◆ Excerpt provided ◆
After Catameringue II – "An Island On Your Doorstep"

Bet Low, Calm Water (at Mill Bay, Hoy) 1972. Pier Arts Centre Collection. Courtesy of the Bet Low Trust.

The Pier Arts Centre's Ian Hamilton Finlay and Orkney runs in tandem with the gallery's main exhibition of the season, Bet Low: An Island On Your Doorstep. The subtitle for the latter was selected from a passage in the artist's own writings about Orkney, where the primary reference is to the view, as above, from her own small cottage at Mill Bay, Hoy.

Like the Finlay show, An Island On Your Doorstep is a centenary event, arranged in collaboration with the Reid Gallery at Glasgow School of Art. [1] Low trained as a painter at GSA between 1942-45, and Finlay too attended the School, slightly earlier (though younger by a year) and more briefly. The two knew one another at that time, both of them exhibiting in a group show in 1950, and they remained in contact, intermittently at least. Unlike Margot Sandeman, another GSA contemporary, Low never worked collaboratively with Finlay. An approach was made in the earliest days of the Wild Hawthorn Press – in 1961 – but for reasons to be considered elsewhere it did not work out.

Originally from Gourock, Low remained in Glasgow following her Diploma year, and in 1947 she married the painter Tom MacDonald (1914-85), also from the city, and also with a firm commitment to the political left, with whom she had a son and a daughter. As well as devoting herself to her own work, she made important and lasting interventions in the city's art scene.

◆ Stored data ◆
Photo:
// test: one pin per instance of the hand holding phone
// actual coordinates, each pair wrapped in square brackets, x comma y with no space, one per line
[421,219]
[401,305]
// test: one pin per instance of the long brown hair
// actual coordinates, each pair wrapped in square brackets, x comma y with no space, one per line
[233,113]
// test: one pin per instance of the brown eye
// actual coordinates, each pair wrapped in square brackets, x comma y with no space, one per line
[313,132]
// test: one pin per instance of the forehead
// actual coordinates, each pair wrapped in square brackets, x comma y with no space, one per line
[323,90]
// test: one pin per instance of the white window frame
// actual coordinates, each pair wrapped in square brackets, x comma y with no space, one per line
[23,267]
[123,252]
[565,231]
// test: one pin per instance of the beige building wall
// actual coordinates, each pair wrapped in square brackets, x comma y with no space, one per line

◆ The exercise ◆
Set down the passage from the Bet Low article word for word, starting with "Bet Low, Calm" and going on through "Mill Bay, Hoy.".

◆ Exercise output ◆
Bet Low, Calm Water (at Mill Bay, Hoy) 1972. Pier Arts Centre Collection. Courtesy of the Bet Low Trust.

The Pier Arts Centre's Ian Hamilton Finlay and Orkney runs in tandem with the gallery's main exhibition of the season, Bet Low: An Island On Your Doorstep. The subtitle for the latter was selected from a passage in the artist's own writings about Orkney, where the primary reference is to the view, as above, from her own small cottage at Mill Bay, Hoy.